→ **Stated goal 1**: Using the article on the iWork updates, decide whether each statement agrees with it. Answer yes or no for each, and quote the words that decide it. (a) Apple's 2013 revamp of iWork brought cross-device document compatibility between the Mac and iOS versions. (b) Image placeholders were previously available only on iOS. (c) The Mac and iCloud browser-based apps received no changes in this round of updates.
→ **Stated goal 2**: According to the article on the iWork updates, what is the marquee feature of Pages 5.0 in iOS and Pages 8.0 on the Mac?
→ **Stated goal 3**: Summarize the article on the iWork updates in two sentences.

··· Selected extract

Just weeks after Apple unveiled new iPads with Apple Pencil support (see “Apple Quietly Releases New iPad mini and iPad Air” 18 March 2019), the company has issued updates to its iWork app suite, with changes largely aimed at iOS users.

A little history… back in 2013, when Apple completely revamped the iWork apps, bringing true cross-device document compatibility between the Mac and iOS versions of the apps, many users were horrified by how many iWork features Apple abandoned in the process (see “New Free iLife and iWork Apps Share across Devices and Platforms,” 22 October 2013 and “Why iWork Had to Change (and What That Has to Do with Aperture),” 9 July 2014). Although most of those features reappeared slowly over the years, they did so usually first—and often only—on the Mac: the iOS iWork apps would preserve any content created with those features on the Mac, but those apps might not be able to create or edit the same sort of content on their own. However, in the last year or so, Apple has been striving to make the iOS apps more capable of content creation.

The current round of iWork updates continues that trend, although the Mac and iCloud browser-based apps did get some attention as well.

What’s New with All the iWork Apps

iCloud looms large in the iWork story, and the latest updates expand upon the story. Both the Mac and iOS iWork apps can now:

  • Save custom shapes that are shared via iCloud
  • Create and share via iCloud document templates or, in the case of Keynote, presentation themes
  • Edit grouped objects while collaborating via iCloud
  • Create image placeholders (formerly a Mac-only feature)
  • Support vertically typed text in text boxes and shapes for documents in Chinese, Japanese, or Korean;  Pages provides vertical text support in the main document as well

What’s New with Pages

Tables of contents are the marquee feature of Pages 5.0 in iOS and Pages 8.0 on the Mac. Previously, you could create a table of contents for a document only with Pages for Mac; now you can not only create them on both platforms but also navigate and edit them in a new table of contents viewer.

······
··· Entries supplied

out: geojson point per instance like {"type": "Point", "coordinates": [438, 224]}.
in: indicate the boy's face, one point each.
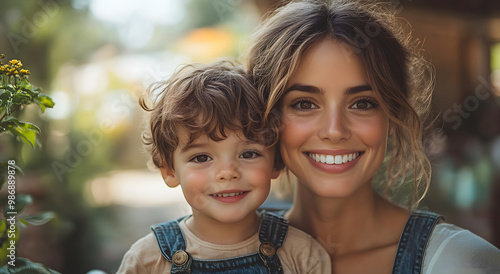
{"type": "Point", "coordinates": [225, 180]}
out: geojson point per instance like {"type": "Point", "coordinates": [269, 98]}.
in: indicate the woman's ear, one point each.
{"type": "Point", "coordinates": [169, 177]}
{"type": "Point", "coordinates": [275, 174]}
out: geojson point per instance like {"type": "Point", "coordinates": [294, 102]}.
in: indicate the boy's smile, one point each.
{"type": "Point", "coordinates": [226, 180]}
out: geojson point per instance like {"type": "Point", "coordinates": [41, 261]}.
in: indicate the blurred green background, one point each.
{"type": "Point", "coordinates": [95, 57]}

······

→ **Correct result 1**:
(a) Yes: "bringing true cross-device document compatibility between the Mac and iOS versions of the apps"
(b) No: "Create image placeholders (formerly a Mac-only feature)"
(c) No: "although the Mac and iCloud browser-based apps did get some attention as well"

→ **Correct result 2**: Tables of contents.

→ **Correct result 3**: Apple has updated its iWork app suite, mostly for iOS users, continuing a recent push to make the iOS apps as capable of creating content as the Mac versions after features were dropped in the 2013 revamp. Both the Mac and iOS apps gain iCloud-shared custom shapes and templates, image placeholders, and vertical text support, while Pages adds tables of contents that can be created, navigated and edited on both platforms.